--- Raw data ---
···

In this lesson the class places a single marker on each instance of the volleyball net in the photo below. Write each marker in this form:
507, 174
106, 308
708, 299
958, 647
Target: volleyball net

···

--- Exercise prompt ---
Copy the material above line for line, without changing anything.

--- Written response ---
In this lesson the class places a single marker on each instance of the volleyball net in the photo below. Write each marker in this form:
507, 174
106, 308
708, 299
958, 647
Target: volleyball net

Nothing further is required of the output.